● TASK:
Resume the column below about Brady Hoke and Michigan football, picking up right after its final sentence.

The Spread, Week Six: I Don’t Have The Words

There’s really only one topic worth talking about this week, and as I type this, Brady Hoke and Dave Brandon are still employed by the University of Michigan, so I guess enough hasn’t been said. I’m just not sure I know what else needs to be said, what words could possibly convey to those who can make a difference here that they should. And now.

This isn’t just about a bad football coach. We’ve known Brady Hoke was mediocre for a long time. This is a guy who talks about winning championships when his team is 2-3 even though he hasn’t won anything more than a single division title in 11 years of coaching.

This isn’t just about a miscommunication either. How can there be a miscommunication when there’s no communication to begin with? Hoke still refuses to wear a headset on the sideline, which means he can talk to no one who isn’t within a few feet of him at any given time. I’m not the first to wonder if Shane Morris would’ve come out of the game when he should have were Hoke not some kind of technophobe, and I better not be the last.

● GIVEN MATERIAL:
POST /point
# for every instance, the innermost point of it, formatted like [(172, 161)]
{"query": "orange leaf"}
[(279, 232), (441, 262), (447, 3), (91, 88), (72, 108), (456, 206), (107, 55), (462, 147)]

● IN RESPONSE:
Honestly, listening to Hoke at his train-wreck of a press conference, I wasn’t even sure if he knew on Monday that Morris had been concussed in the game. He came off as completely oblivious to the goings-on around him, including the actual sport he is supposed to be coaching.

Kirk Herbstreit wonders if anyone would care about this if Michigan was undefeated. He has a point, but it’s still just conjecture, and I’d prefer to think that there would still be outrage.

Because there should be outrage.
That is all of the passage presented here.